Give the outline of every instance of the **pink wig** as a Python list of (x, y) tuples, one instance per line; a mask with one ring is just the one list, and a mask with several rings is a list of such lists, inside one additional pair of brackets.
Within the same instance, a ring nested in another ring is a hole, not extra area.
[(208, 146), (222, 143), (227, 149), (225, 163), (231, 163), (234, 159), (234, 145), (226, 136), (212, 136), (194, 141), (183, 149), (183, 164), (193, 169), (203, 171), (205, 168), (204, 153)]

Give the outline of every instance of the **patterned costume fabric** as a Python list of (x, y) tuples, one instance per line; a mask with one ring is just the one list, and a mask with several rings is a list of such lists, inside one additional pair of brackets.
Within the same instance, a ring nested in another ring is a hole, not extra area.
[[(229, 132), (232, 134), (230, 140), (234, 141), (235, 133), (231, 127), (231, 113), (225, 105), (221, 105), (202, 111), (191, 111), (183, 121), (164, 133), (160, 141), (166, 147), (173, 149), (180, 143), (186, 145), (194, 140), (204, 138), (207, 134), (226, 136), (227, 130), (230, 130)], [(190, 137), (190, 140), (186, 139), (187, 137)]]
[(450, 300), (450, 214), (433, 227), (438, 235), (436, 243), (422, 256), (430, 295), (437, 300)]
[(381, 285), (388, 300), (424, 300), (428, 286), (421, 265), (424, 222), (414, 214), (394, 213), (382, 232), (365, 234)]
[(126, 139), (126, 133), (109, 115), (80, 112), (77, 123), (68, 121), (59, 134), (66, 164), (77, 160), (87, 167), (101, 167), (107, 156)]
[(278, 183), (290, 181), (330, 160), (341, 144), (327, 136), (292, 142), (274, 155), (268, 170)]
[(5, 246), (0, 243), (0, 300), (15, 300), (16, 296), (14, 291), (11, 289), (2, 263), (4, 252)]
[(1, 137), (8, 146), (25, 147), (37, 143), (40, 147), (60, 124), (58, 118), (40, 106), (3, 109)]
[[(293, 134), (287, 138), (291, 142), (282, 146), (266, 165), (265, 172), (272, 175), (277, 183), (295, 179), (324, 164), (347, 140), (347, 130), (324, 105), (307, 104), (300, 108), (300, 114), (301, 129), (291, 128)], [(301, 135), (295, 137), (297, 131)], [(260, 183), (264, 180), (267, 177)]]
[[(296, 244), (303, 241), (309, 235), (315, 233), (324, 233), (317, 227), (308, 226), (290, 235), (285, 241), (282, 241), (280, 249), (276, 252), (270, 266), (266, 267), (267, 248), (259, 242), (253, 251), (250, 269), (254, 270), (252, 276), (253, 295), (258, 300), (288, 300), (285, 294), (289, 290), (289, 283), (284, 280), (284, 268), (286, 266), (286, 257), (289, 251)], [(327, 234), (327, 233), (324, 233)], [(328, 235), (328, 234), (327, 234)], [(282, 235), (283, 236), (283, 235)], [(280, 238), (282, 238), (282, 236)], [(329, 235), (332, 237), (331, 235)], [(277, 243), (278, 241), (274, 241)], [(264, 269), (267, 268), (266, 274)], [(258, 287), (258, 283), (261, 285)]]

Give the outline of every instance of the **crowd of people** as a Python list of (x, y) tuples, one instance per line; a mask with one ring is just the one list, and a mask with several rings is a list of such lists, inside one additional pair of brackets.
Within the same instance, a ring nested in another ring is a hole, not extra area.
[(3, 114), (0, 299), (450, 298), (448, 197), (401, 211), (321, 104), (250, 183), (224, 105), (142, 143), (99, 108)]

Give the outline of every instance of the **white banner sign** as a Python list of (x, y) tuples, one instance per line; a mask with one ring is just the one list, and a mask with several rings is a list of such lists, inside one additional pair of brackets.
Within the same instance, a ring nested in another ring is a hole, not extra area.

- _WHAT THE TASK REQUIRES_
List the lines from the start of the entries through the line containing "168), (204, 153)]", inclusive, as a numbered list, leaving out any blank lines.

- _THE SOLUTION_
1. Give the outline of every instance of the **pink wig** as a Python list of (x, y) tuples, one instance per line; a mask with one ring is just the one list, and a mask with several rings is a list of such lists, inside one additional pair of brackets.
2. Within the same instance, a ring nested in another ring is a hole, not extra area.
3. [(208, 146), (222, 143), (227, 149), (225, 163), (231, 163), (234, 159), (234, 145), (226, 136), (212, 136), (194, 141), (183, 149), (183, 164), (193, 169), (203, 171), (205, 168), (204, 153)]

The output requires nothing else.